EXERCISE DETAILS:
Please render the listing below as a JSON list of strings, with one string for each line and no strings for blank lines.

GIVEN RECORDS:
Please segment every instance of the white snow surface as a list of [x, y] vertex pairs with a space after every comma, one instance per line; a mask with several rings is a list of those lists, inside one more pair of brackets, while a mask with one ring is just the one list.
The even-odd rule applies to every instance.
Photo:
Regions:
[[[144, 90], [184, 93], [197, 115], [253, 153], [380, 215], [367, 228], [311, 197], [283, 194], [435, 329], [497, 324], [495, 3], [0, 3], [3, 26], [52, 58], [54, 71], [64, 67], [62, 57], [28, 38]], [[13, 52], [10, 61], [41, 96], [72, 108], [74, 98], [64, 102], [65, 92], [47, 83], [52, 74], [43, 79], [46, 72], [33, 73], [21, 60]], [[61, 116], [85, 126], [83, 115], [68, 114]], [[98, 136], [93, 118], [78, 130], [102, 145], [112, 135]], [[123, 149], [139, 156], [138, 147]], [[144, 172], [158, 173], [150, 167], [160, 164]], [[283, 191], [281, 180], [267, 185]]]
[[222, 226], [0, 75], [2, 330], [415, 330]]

FULL OUTPUT:
[
  "Please segment every instance of the white snow surface as a list of [x, y] vertex pairs with a space after every comma, one instance per line; a mask with several rings is a list of those lists, inside one more pair of brackets, while a mask with one ring is just the one list.",
  "The even-odd rule applies to every instance.",
  "Photo:",
  "Regions:",
  "[[[144, 90], [184, 93], [197, 115], [253, 153], [380, 215], [367, 228], [311, 197], [283, 194], [435, 329], [497, 324], [495, 3], [0, 3], [3, 26], [52, 58], [54, 71], [64, 67], [62, 57], [28, 38]], [[13, 52], [10, 61], [41, 96], [72, 108], [74, 98], [64, 102], [65, 92], [47, 83], [52, 74], [43, 79], [46, 72], [33, 73], [21, 60]], [[61, 116], [85, 126], [83, 115], [68, 114]], [[98, 136], [93, 118], [78, 130], [102, 145], [112, 135]], [[123, 149], [139, 156], [138, 147]], [[144, 172], [158, 173], [150, 167], [160, 164]], [[283, 191], [281, 180], [267, 185]]]",
  "[[222, 226], [0, 75], [2, 330], [415, 330]]"
]